• PROVIDED RECORDS
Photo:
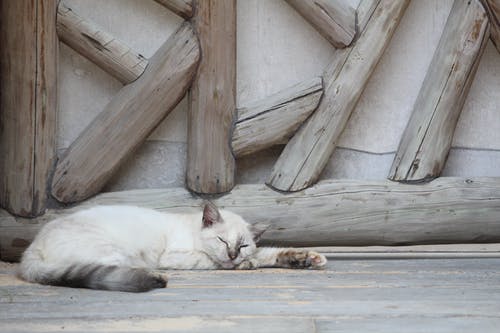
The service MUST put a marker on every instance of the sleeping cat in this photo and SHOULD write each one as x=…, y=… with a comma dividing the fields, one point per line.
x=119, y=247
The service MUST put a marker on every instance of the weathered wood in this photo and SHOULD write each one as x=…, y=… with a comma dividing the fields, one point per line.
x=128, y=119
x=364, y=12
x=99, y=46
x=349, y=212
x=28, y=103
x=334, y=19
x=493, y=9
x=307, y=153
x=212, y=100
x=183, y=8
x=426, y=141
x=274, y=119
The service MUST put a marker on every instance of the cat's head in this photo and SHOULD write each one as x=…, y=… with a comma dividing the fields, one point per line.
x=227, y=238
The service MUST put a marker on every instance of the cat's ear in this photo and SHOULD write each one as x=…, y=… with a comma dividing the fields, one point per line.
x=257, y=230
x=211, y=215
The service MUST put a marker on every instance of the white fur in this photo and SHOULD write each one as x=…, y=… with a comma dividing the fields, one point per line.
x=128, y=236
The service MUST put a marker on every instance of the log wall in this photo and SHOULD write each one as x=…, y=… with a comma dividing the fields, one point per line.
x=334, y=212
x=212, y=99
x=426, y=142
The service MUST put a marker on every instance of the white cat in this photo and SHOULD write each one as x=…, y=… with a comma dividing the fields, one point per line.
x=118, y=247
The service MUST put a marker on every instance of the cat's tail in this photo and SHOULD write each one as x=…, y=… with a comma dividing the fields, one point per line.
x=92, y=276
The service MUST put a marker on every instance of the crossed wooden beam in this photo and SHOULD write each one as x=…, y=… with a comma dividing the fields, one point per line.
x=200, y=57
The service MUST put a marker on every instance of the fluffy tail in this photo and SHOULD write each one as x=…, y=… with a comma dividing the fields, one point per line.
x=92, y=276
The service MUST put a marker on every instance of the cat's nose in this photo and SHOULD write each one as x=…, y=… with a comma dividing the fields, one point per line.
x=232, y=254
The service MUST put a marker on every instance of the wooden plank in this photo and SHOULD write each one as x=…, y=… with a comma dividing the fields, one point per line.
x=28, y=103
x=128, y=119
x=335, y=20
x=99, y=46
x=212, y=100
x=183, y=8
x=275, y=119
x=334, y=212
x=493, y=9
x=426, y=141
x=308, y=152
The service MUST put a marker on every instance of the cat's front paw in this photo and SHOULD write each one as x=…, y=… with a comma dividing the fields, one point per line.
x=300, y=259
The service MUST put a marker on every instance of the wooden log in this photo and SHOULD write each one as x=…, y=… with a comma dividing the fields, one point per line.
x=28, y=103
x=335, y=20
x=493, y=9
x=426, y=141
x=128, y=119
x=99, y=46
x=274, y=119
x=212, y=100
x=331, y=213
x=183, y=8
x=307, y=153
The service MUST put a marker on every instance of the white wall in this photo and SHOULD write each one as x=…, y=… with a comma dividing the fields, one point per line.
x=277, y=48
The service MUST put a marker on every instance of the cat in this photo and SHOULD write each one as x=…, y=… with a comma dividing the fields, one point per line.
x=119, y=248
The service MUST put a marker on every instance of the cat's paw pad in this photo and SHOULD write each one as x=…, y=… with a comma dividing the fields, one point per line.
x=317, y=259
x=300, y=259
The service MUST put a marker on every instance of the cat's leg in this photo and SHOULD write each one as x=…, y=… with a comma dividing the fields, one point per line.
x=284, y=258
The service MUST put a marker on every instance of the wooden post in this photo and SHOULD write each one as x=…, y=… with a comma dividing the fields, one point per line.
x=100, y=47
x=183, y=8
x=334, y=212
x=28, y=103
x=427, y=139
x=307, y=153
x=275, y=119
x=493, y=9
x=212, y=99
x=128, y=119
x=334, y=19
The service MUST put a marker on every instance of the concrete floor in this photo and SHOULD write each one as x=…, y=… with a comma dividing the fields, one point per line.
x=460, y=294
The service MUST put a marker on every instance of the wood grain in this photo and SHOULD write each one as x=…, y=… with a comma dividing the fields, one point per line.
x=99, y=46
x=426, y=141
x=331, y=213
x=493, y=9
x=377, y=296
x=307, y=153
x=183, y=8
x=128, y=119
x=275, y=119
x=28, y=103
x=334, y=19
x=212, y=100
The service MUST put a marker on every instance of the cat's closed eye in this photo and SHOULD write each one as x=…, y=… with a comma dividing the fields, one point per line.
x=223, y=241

• WHAT TO WORK ON
Give back, exactly as written, the lines from the one with "the wood grain" to the last line.

• ANSWER TO THE TASK
The service MUST put a marker on every instance of the wood grain in this photo and SHOULD write each one as x=…, y=… with a comma dividing the fields, one point per line.
x=99, y=46
x=426, y=141
x=331, y=213
x=493, y=9
x=377, y=296
x=307, y=153
x=183, y=8
x=128, y=119
x=275, y=119
x=28, y=103
x=334, y=19
x=212, y=100
The service MUST put a marker on every instance of the cat's closed eye in this photo and SHOULD write each one as x=…, y=… with a comma dividing the fields, one point per line.
x=223, y=241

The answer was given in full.